Scan the data below for lines holding the word "Please", and copy each line found.

============

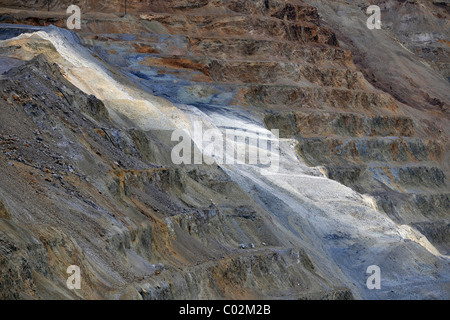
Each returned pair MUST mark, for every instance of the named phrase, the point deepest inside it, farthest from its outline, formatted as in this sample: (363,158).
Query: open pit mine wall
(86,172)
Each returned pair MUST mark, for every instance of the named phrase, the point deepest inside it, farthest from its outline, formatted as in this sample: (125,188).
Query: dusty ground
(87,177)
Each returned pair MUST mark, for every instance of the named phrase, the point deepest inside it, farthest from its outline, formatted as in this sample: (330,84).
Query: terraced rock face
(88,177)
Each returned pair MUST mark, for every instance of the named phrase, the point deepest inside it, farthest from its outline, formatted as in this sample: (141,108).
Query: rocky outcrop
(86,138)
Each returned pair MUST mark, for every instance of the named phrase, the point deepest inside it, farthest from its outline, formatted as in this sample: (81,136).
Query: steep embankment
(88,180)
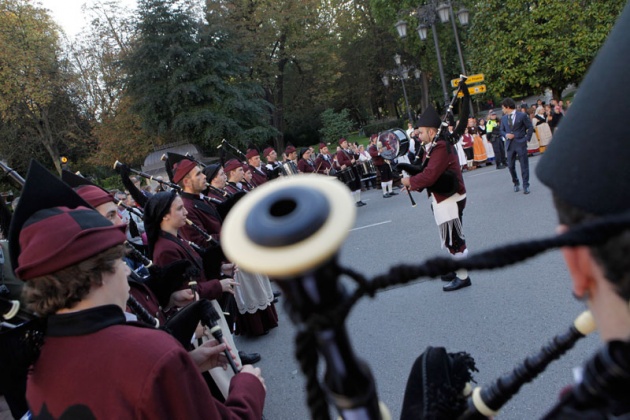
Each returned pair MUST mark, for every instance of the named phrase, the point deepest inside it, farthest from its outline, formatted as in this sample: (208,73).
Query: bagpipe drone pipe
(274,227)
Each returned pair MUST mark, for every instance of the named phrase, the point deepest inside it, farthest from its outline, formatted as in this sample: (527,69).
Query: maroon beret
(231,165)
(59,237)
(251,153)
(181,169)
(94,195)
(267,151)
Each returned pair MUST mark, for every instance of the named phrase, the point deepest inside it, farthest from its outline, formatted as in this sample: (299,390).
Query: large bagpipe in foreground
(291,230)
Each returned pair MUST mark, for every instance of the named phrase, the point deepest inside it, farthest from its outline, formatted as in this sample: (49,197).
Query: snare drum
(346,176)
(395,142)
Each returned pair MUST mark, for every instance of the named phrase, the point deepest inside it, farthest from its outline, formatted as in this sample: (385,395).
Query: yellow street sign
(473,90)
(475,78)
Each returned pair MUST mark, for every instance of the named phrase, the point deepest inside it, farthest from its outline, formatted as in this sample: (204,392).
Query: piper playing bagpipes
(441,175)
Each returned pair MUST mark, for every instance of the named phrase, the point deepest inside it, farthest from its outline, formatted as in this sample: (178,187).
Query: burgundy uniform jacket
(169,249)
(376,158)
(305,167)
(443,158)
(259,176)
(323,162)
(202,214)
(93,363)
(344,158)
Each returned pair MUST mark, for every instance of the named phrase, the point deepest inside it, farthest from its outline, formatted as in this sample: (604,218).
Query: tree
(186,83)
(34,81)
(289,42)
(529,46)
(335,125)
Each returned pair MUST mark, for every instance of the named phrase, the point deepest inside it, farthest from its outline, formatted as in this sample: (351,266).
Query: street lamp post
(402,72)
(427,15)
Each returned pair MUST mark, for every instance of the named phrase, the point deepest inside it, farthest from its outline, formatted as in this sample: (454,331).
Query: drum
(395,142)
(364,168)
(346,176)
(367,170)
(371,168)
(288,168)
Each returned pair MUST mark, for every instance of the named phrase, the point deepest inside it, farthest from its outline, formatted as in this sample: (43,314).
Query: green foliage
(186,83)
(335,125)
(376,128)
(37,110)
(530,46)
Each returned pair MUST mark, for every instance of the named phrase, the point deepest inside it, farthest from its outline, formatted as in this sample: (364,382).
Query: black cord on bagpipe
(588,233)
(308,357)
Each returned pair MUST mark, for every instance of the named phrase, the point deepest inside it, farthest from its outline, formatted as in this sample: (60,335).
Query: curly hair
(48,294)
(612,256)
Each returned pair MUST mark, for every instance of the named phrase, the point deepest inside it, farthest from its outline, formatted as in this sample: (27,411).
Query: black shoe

============

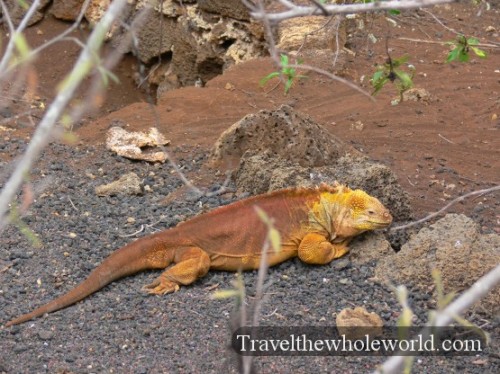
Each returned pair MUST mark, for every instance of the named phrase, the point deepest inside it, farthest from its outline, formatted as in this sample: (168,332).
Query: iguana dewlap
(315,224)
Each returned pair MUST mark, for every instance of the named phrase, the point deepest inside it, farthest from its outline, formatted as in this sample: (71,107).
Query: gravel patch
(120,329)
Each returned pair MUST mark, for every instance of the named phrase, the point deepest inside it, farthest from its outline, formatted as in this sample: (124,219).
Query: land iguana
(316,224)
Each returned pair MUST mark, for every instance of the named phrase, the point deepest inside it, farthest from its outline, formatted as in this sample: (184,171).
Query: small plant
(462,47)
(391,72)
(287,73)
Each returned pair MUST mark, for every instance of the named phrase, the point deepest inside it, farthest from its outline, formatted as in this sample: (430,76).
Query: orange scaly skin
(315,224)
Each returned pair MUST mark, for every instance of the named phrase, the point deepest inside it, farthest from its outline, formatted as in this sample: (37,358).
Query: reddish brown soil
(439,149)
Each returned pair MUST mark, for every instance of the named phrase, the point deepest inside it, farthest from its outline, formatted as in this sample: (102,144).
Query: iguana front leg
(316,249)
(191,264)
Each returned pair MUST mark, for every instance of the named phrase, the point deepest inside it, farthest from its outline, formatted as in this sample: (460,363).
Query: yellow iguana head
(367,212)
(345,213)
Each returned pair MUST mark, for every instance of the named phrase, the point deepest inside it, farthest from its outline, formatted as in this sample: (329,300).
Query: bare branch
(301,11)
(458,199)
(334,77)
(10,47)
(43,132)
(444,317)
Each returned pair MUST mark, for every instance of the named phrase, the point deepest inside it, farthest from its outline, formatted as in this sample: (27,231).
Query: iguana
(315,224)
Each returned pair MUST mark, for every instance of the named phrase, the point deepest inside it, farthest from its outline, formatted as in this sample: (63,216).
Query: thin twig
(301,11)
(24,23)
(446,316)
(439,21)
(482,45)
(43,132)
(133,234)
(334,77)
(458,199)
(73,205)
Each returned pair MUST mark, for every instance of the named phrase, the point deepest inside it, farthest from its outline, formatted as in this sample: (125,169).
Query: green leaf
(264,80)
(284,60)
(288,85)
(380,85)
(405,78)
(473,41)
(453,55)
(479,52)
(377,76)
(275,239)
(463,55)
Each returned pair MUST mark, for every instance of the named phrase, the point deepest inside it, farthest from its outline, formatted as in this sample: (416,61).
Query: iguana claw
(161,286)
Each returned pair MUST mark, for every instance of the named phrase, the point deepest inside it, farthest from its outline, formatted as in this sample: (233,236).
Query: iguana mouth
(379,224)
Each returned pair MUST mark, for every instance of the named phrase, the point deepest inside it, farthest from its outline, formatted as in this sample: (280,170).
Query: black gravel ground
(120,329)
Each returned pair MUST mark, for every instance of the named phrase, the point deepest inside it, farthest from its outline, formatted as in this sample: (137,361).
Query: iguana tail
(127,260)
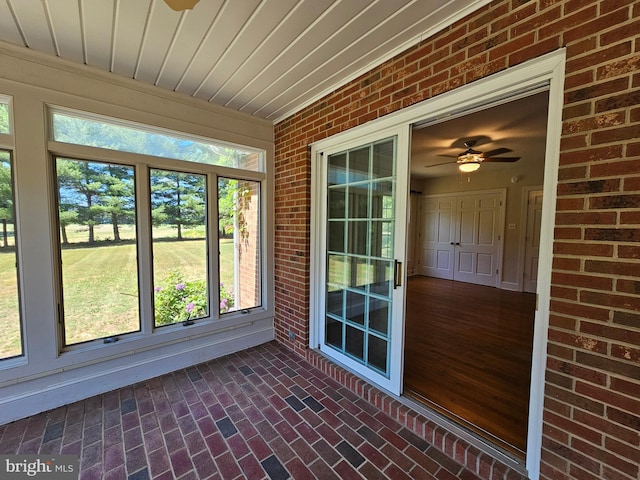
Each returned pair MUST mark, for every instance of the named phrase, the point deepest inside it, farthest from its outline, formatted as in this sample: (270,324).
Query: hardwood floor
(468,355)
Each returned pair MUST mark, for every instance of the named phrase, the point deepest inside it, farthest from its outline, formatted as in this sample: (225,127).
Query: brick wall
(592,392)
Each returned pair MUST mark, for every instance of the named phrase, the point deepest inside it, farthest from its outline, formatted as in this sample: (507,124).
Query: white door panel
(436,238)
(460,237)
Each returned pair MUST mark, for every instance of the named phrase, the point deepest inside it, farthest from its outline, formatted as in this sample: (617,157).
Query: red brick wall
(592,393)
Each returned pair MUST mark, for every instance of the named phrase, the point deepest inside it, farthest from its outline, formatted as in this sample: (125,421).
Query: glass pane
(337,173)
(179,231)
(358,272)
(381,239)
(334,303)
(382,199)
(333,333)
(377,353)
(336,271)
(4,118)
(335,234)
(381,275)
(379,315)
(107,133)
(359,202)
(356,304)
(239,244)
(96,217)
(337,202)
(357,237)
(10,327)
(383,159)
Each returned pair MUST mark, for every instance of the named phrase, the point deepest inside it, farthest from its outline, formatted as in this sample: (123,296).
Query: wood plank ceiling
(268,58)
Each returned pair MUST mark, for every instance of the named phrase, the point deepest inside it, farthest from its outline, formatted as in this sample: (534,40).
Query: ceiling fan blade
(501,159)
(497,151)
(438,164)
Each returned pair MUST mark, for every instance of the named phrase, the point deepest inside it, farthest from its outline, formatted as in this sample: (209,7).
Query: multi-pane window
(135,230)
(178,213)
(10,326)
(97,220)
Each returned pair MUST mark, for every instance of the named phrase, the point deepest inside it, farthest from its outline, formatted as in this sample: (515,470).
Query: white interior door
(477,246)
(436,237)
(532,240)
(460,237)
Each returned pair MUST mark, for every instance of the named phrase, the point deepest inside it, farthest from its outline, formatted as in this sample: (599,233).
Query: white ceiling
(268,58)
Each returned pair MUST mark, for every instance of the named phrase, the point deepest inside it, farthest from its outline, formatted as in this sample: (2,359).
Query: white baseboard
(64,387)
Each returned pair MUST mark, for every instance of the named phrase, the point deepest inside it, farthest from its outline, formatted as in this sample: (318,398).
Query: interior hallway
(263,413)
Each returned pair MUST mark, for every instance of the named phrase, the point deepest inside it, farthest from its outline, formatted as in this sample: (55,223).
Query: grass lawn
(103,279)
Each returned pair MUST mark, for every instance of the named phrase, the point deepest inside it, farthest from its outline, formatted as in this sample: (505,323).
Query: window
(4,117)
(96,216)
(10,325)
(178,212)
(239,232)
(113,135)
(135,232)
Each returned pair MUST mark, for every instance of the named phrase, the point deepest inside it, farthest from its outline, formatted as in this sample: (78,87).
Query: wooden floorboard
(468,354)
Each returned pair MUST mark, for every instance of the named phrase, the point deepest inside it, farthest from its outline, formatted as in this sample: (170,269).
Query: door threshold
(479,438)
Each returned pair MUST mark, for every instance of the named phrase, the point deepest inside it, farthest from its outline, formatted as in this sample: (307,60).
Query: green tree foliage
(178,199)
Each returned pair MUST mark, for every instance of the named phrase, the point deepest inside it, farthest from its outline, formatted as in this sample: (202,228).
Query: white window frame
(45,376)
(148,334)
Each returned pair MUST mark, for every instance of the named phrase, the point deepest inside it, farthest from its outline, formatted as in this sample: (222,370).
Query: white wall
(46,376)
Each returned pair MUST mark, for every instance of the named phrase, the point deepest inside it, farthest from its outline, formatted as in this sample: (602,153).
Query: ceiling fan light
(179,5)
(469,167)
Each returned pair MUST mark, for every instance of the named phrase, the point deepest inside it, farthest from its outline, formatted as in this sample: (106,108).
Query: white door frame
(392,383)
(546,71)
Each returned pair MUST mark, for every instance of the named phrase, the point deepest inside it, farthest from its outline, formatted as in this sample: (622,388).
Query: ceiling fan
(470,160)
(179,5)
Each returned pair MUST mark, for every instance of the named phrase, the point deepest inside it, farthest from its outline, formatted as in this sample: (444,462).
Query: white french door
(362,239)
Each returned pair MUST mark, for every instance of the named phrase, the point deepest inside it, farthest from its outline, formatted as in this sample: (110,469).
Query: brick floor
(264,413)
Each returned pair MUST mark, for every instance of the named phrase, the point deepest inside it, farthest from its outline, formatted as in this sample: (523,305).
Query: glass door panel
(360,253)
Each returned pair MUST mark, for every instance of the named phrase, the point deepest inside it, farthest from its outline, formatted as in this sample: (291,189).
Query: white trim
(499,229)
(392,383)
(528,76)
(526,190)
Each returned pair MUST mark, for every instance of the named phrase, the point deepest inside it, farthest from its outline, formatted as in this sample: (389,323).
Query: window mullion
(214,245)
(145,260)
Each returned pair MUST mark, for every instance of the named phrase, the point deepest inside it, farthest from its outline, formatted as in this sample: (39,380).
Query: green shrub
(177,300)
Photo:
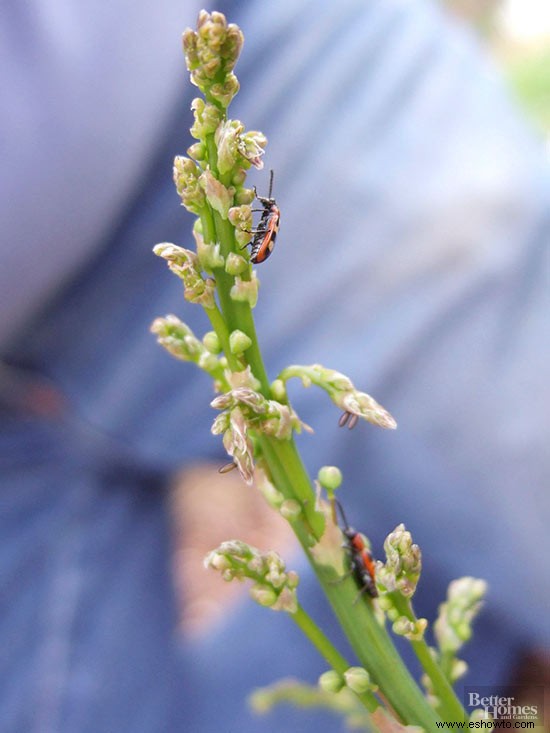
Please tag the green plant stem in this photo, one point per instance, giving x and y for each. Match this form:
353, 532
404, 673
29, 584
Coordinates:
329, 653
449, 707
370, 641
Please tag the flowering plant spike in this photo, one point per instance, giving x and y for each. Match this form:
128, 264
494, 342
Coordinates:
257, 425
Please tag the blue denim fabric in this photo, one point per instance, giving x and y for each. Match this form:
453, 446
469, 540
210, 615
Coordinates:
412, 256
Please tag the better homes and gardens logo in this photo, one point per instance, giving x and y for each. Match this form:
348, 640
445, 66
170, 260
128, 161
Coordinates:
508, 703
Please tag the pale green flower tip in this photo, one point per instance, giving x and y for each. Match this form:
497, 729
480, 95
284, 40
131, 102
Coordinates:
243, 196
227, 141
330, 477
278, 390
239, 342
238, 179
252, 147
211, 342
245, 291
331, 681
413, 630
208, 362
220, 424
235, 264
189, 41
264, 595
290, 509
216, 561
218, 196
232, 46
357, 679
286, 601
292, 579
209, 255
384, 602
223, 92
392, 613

============

- **Output below**:
Please tag the green plant stem in this photo, one point per instance, giving x and y for each. Match this form:
Please tag the flowering plant spike in this photo, one point per instance, giving x and y for each. Match this form:
Please tag the blue denim fabric in this photo, one point per instance, giving x and y for each. Match this form:
Please tag the better homes and gardens logo in this photo, one point per instance, giving x and y for each. Match this form:
Please tag the pale green flower tip in this photo, one point per instance, giving x and y for each. Match this form:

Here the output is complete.